START SOURCE DOCUMENT

And the President said he thinks we should be thinking more about our capacity to raise money. This is not about storage. This is about bringing the resources to our struggle. And the discussion was like, people were convinced that was the right thing. We didn't have big issues on our participation. It is very clear personally when I share my experience that I didn't get any resistance.
We used to hear about other liberation organizations in Africa. We would meet with them. You would hear about abuse, about sexual harassment, but those things never happened to me. I looked at the commanders as my brothers. It's so easy for me to hug them, you know. It's like sometimes I used to come and we had issues of accommodation. I remember I had a sleeping bag, and just come and going into my sleeping bag. Depending on where the commander of this unit. I did not think of them really as men that could abuse me or exploit me, I just knew them as my brothers.
And this still holds up today. I look at them as my colleagues. I trust them. I love them. I can call them anytime. I can make jokes with them. You know, it's like sometime we developed a special relationship of trust.

END SOURCE DOCUMENT
START COLLECTED MATERIAL

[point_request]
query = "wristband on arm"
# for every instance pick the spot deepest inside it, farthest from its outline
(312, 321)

END COLLECTED MATERIAL

**TASK STATEMENT:**
Rewrite the part of the liberation-struggle account that begins with "And the President" and ends with "get any resistance.", changing "resources" to "funds".

**EXERCISE RESULT:**
And the President said he thinks we should be thinking more about our capacity to raise money. This is not about storage. This is about bringing the funds to our struggle. And the discussion was like, people were convinced that was the right thing. We didn't have big issues on our participation. It is very clear personally when I share my experience that I didn't get any resistance.